[SELEÇÃO]

################

Sonho de uma noite de Primavera


24 de Junho, dia de São João. O que me lembra de uma peça de William Shakespeare. Explico: todo mundo acha que aquela peça “Midsummer night’s dream” é sobre um “Sonho de uma noite de verão“. Não é. No título original, nem mesmo há a palavra summer, mas sim midsummer – que alguns tradutores poderiam pensar ser o meio do verão, só que não.

Descobri a solução deste mistério que sequer sabia existir por meio de uma edição portuguesa intitulada “Sonho duma noite de S. João”, traduzida por Visconde de Castilho. Antes do texto traduzido, há uma interessante explicação sobre a titulação da obra traduzida. Os trechos a seguir, aliás, foram escritos, de facto, por Victor Hugo, e incluídos pelo tradutor. Acompanhem comigo:

Midsummer não significa propriamente o meio do Estio. Não é um prazo incerto do ano“.

Midsummer é um dia de festa, inteiramente britânico, marcado no calendário protestante no dia 24 de junho, isto é, no começo do Estio, correspondente ao S. João no calendário católico“.

################

(Dados de anotação da localização de objetos)

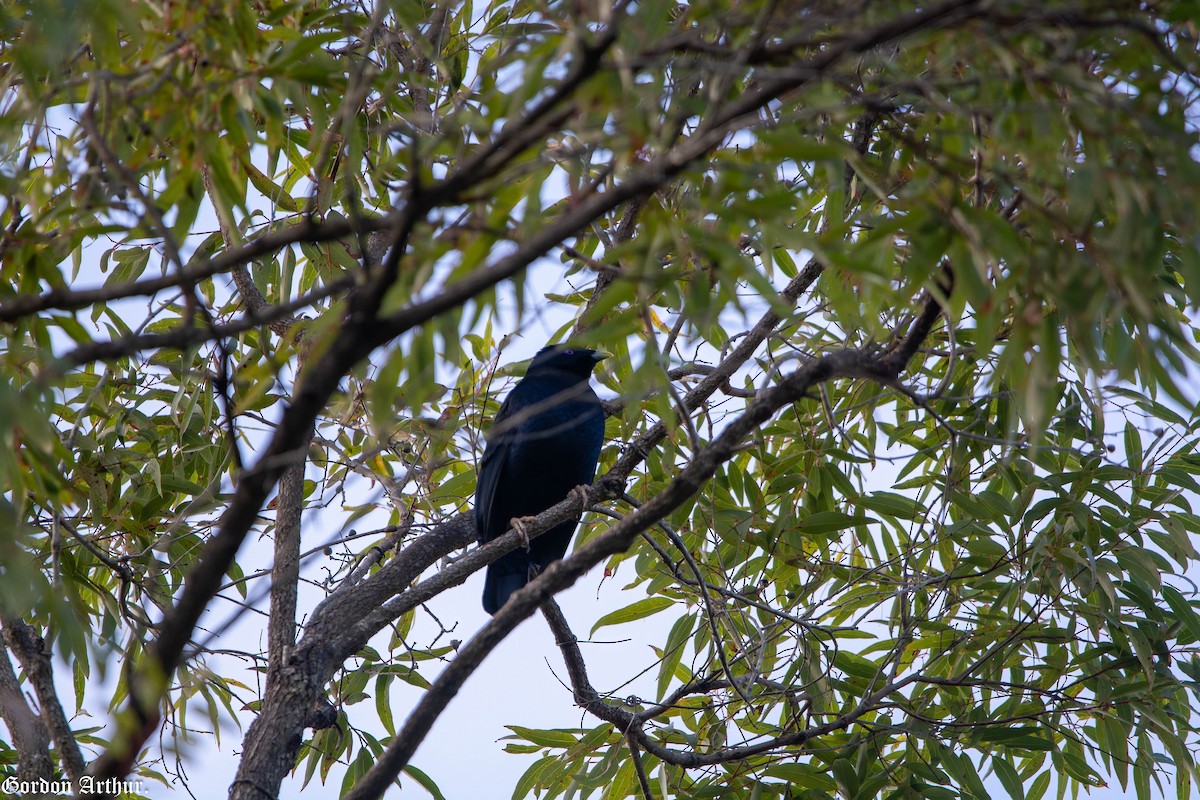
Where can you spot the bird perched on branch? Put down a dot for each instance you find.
(545, 443)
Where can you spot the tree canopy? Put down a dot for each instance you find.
(901, 432)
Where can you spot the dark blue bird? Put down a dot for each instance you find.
(545, 441)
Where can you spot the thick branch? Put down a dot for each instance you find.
(35, 660)
(30, 737)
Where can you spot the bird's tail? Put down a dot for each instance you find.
(501, 582)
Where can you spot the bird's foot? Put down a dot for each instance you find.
(519, 524)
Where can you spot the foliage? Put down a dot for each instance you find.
(317, 227)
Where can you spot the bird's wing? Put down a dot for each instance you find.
(491, 467)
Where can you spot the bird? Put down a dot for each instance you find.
(544, 443)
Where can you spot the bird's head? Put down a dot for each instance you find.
(575, 360)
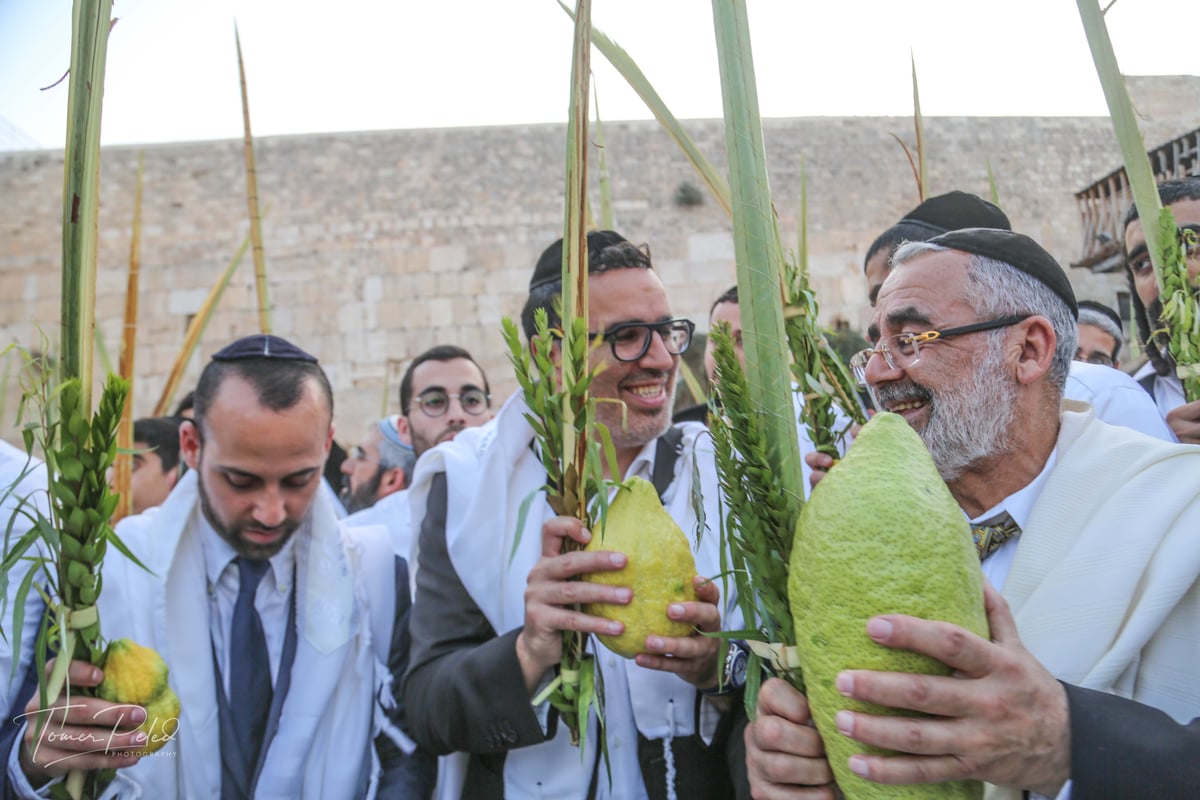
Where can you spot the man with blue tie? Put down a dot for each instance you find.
(275, 620)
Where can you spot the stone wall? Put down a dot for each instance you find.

################

As afirmações abaixo estão de acordo com a seleção? Para cada uma, responda sim ou não e cite literalmente as palavras da seleção que decidem a questão.
1. O título original da peça usa a palavra summer, e não midsummer.
2. A edição portuguesa mencionada foi traduzida por Visconde de Castilho.
3. Midsummer corresponde ao S. João no calendário católico.
O material não tem papel algum nesta atividade.

1. Não: "No título original, nem mesmo há a palavra summer, mas sim midsummer"
2. Sim: "traduzida por Visconde de Castilho"
3. Sim: "correspondente ao S. João no calendário católico"